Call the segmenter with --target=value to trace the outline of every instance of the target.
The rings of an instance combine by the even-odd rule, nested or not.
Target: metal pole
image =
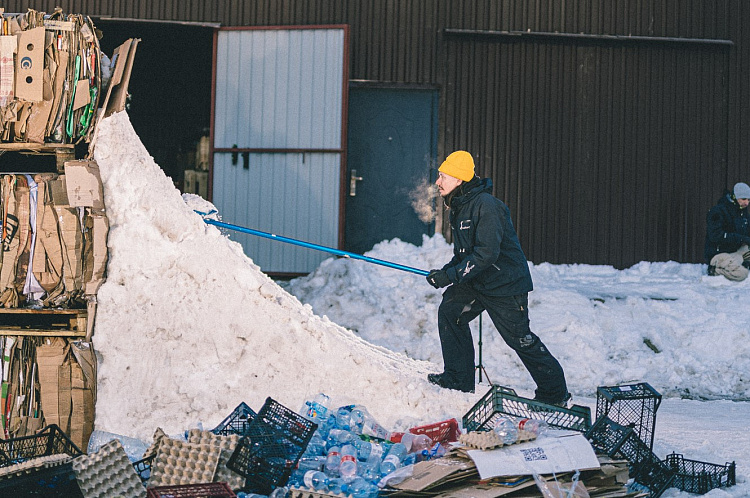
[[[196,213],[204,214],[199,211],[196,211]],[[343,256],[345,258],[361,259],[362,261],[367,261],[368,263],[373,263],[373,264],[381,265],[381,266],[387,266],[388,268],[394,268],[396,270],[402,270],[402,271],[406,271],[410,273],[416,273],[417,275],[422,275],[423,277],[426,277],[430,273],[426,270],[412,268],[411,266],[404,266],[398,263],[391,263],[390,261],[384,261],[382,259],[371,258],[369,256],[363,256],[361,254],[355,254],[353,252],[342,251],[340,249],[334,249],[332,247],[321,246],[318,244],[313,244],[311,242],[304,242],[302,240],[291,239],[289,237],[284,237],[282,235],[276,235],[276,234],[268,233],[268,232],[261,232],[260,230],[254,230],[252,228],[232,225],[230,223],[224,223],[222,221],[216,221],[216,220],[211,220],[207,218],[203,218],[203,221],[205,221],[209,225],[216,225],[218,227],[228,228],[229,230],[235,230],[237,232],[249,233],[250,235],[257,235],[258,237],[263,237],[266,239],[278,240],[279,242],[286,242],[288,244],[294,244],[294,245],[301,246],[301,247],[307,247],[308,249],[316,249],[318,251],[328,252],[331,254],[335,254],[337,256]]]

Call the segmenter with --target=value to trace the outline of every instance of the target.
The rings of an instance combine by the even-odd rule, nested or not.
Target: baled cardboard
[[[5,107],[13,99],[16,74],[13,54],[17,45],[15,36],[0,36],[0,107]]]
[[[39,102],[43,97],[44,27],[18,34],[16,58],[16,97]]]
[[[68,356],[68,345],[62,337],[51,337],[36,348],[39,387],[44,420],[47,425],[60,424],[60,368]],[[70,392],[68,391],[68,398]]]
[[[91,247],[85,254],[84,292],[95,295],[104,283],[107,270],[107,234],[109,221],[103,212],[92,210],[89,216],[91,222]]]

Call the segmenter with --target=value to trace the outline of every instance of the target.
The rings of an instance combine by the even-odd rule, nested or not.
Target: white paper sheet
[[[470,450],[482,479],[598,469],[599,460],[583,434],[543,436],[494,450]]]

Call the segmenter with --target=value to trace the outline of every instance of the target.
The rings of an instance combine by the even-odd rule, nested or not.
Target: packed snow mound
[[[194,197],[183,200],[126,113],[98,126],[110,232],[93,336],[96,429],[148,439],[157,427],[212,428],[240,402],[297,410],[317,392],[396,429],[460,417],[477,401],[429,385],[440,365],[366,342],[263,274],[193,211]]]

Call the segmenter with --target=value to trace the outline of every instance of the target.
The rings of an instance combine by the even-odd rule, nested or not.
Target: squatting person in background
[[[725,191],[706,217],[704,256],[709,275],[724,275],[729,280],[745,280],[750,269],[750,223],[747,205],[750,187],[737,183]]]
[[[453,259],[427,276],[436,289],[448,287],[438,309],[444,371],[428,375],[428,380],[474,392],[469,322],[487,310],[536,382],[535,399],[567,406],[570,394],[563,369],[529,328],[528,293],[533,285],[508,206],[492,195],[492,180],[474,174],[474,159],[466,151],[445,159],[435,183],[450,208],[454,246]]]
————
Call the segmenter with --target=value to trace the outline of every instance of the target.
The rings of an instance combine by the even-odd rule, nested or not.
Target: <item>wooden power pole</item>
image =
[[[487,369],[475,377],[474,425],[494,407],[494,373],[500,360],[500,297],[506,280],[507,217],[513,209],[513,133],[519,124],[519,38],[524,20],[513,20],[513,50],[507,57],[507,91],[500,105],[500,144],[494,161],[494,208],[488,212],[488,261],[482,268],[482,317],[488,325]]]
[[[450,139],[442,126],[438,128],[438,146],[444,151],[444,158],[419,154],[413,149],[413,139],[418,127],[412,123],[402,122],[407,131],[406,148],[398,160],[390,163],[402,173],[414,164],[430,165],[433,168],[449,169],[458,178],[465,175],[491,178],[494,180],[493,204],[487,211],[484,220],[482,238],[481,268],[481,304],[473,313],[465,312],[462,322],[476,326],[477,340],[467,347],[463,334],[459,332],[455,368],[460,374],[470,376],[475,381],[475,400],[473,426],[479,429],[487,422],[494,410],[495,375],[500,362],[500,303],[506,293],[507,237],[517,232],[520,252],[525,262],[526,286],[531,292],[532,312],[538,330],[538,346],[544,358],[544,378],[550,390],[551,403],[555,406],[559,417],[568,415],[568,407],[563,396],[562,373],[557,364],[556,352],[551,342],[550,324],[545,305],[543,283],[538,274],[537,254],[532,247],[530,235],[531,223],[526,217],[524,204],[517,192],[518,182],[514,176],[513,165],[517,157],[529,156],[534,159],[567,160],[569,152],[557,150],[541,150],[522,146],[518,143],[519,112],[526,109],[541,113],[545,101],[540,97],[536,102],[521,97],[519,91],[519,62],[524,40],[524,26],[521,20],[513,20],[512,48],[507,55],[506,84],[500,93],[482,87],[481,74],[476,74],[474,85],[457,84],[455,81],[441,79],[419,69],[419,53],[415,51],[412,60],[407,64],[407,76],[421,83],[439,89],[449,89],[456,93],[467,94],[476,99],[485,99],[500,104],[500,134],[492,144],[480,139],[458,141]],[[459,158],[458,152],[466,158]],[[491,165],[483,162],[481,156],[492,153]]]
————
-- WHAT IS REQUIRED --
Using the listing, collect all lines in which the string "pole" is found.

-- WRITTEN RESPONSE --
Target: metal pole
Target: <item>wooden power pole</item>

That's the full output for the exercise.